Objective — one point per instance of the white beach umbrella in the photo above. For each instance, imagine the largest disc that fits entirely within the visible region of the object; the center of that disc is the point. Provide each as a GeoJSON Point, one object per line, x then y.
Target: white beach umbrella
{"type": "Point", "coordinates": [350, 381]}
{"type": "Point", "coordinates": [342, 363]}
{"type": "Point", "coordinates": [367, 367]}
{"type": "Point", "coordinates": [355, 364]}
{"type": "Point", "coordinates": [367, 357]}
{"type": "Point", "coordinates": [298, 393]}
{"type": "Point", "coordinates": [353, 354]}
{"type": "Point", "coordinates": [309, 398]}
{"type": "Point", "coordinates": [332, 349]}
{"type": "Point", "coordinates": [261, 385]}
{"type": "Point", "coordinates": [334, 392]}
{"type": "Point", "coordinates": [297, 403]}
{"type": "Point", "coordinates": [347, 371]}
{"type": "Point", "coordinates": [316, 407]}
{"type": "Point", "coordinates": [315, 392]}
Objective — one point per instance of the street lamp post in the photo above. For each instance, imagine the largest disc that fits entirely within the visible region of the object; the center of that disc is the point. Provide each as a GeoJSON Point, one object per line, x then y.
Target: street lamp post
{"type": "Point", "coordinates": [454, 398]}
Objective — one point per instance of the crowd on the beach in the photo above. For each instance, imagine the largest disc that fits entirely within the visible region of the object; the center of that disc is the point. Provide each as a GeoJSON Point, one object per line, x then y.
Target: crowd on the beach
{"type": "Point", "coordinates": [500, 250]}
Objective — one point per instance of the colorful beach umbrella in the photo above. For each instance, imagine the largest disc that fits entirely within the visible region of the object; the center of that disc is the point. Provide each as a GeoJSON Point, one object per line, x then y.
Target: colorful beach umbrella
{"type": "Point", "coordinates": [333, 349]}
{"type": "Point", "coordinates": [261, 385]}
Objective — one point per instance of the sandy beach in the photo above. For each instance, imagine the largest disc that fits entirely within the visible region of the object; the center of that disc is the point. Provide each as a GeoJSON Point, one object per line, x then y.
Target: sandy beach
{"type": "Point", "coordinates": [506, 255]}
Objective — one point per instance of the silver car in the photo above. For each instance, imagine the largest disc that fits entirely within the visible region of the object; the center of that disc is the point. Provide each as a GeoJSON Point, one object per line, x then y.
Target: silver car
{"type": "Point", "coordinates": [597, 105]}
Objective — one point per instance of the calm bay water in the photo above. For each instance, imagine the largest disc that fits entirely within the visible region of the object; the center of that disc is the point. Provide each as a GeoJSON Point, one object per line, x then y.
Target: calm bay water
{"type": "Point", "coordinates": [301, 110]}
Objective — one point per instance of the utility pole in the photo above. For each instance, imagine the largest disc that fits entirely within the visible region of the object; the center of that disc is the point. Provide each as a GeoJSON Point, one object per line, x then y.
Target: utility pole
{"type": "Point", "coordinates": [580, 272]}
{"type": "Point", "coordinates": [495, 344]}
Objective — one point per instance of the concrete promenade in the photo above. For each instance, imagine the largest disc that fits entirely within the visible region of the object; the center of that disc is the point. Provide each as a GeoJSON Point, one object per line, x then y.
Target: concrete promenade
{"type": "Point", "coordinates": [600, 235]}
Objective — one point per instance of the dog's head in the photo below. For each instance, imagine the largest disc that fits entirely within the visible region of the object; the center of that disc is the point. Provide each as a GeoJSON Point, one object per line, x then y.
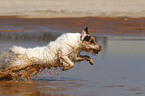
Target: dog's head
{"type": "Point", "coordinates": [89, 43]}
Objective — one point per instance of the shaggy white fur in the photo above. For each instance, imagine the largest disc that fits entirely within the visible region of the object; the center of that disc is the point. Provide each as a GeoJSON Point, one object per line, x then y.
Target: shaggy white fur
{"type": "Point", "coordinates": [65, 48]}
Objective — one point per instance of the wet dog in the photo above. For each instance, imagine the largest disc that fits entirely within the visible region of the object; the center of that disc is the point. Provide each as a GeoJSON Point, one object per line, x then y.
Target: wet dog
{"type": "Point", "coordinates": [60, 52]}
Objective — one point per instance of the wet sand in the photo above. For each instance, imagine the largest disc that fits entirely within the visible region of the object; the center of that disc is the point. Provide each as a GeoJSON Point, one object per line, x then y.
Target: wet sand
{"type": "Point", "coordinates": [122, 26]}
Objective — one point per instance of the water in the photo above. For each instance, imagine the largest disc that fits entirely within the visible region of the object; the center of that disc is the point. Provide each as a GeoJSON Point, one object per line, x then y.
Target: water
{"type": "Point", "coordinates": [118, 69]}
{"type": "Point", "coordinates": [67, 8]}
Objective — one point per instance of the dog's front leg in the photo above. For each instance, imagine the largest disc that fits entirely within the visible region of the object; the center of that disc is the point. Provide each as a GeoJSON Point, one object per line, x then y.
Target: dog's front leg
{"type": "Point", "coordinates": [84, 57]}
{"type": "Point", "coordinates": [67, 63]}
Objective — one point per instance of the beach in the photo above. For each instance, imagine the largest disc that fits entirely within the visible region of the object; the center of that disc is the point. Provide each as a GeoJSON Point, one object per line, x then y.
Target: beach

---

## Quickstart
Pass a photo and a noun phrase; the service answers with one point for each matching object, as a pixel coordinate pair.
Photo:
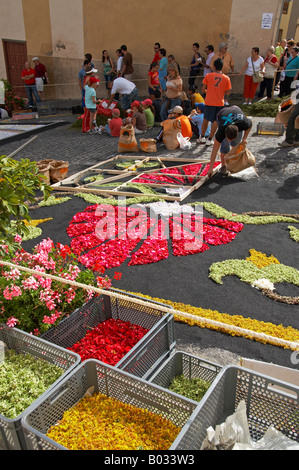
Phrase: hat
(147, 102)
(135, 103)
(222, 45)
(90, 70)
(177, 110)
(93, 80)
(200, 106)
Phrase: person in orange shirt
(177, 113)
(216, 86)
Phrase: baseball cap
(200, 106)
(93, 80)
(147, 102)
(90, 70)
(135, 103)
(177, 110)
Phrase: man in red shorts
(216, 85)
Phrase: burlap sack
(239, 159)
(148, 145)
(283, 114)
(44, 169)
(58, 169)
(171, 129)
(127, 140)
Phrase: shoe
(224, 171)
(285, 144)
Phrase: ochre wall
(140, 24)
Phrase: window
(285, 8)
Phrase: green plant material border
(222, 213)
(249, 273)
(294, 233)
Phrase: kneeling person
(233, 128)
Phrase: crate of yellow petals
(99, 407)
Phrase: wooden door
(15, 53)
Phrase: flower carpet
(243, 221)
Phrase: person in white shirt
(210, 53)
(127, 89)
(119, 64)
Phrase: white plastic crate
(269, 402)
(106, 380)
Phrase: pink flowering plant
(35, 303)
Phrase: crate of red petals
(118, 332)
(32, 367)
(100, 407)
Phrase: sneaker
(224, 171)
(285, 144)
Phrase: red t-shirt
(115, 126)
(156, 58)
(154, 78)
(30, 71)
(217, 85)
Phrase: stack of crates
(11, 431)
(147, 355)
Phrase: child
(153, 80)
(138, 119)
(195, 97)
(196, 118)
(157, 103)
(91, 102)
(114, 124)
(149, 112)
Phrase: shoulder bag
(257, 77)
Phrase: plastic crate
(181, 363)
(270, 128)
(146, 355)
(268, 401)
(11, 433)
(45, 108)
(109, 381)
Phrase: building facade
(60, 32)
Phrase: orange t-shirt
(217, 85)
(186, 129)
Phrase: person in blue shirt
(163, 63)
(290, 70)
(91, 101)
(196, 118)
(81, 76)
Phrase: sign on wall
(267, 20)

Directions
Only the lines from the one containing "Objective — one point per instance of the street" through the one containing "Objective — one point per instance of the colorful" are to be retyped, both boundary lines included, with no other material.

Finished task
Objective — one point per instance of the street lamp post in the photo above. For each instance, imagine the largest disc that fits entirely within the visible region of the object; the center of that disc is the point. Provide each as a GeoJSON Point, one object per line, x then y.
Target: street lamp post
{"type": "Point", "coordinates": [454, 398]}
Objective — one point per instance of the crowd on the beach in the photo above. For each instance, imagine the largest disc that fits entirely within the visible region of the object; the center of that disc is the point. Provide each as a GeoJSON Point, one object per line, x then y.
Target: crowd on the beach
{"type": "Point", "coordinates": [500, 250]}
Objective — one point per instance of the colorful beach umbrella in the photo above. For each instance, imagine the largest disc that fits entirely within the visible region of the object; the center of that disc is the point. Provide each as a GeoJSON Point, one object per line, x then y.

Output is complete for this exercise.